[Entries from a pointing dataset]
****************
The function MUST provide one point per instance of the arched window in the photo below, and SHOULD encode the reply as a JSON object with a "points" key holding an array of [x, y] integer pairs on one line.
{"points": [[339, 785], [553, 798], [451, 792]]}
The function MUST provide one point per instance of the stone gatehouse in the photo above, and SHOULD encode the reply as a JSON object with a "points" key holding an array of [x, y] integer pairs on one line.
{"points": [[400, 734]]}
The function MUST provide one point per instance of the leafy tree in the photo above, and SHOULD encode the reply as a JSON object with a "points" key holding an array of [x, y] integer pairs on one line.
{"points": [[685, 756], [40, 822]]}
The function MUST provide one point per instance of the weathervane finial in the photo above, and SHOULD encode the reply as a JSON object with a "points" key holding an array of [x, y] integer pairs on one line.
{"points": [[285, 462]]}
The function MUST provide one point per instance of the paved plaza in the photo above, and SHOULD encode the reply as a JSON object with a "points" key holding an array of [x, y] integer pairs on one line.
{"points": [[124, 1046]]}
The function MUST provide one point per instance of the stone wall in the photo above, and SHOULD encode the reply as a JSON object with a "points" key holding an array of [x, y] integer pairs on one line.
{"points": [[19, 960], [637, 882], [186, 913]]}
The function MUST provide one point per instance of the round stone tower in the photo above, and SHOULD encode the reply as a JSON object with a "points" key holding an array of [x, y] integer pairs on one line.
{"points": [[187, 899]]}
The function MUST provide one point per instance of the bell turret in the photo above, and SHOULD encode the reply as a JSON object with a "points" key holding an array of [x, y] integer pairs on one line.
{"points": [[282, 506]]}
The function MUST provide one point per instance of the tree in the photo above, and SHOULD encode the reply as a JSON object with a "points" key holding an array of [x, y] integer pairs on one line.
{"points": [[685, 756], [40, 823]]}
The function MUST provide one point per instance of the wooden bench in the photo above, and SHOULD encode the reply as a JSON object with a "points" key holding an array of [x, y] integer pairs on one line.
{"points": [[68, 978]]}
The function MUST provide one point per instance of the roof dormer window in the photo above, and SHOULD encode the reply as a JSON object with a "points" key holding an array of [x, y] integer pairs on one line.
****************
Stated exercise: Format the records from the line containing "The function MUST provide one point per instance of the wooden" through the end of the records as a JSON list of strings, one string per line, skipping any blank lines.

Solution for this task:
[
  "The function MUST provide one point per instance of the wooden bench in the photo above, and SHOULD encode the reply as a JSON object with a \"points\" key holding an array of [x, y] integer pairs on one line.",
  "{\"points\": [[68, 978]]}",
  "The function MUST provide one point per instance of the roof dormer window in the photo above, and SHOULD encode the reply as a JSON object with a \"points\" key holding an array of [x, y] integer pairs on one line."
]